▶ **EXERCISE AIM**
Please copy out the material below word for word, line by line, and leave out the pictures.

--- Start of PROVIDED DATA ---

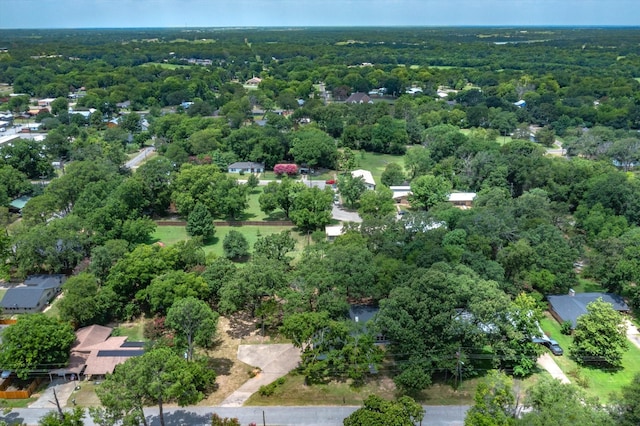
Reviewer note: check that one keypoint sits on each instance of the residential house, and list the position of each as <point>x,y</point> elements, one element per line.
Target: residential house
<point>45,103</point>
<point>366,176</point>
<point>246,167</point>
<point>253,81</point>
<point>333,231</point>
<point>462,200</point>
<point>97,353</point>
<point>570,306</point>
<point>33,296</point>
<point>359,98</point>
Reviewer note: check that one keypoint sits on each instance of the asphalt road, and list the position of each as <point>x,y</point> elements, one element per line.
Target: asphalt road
<point>282,416</point>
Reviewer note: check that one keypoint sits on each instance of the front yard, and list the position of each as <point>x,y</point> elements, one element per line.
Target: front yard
<point>596,382</point>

--- End of PROVIDED DATA ---

▶ **RESPONSE TO THE TASK**
Reviewer note: check that one keypoint sits on each instance of the residential house, and list the position of each as <point>x,y</point> elements, one element per line.
Target: residential house
<point>45,103</point>
<point>366,176</point>
<point>246,167</point>
<point>253,81</point>
<point>333,231</point>
<point>462,200</point>
<point>97,353</point>
<point>570,306</point>
<point>33,296</point>
<point>359,98</point>
Reviewer note: check that one keypoint sits on each instance of the asphalt road, and list the position of each as <point>x,y</point> elements, one element per line.
Target: asphalt road
<point>282,416</point>
Reviewer note: check that one keypoint sits on each instance of the front yard, and list the position of each as <point>x,y</point> elements, one element per line.
Target: front yard
<point>596,382</point>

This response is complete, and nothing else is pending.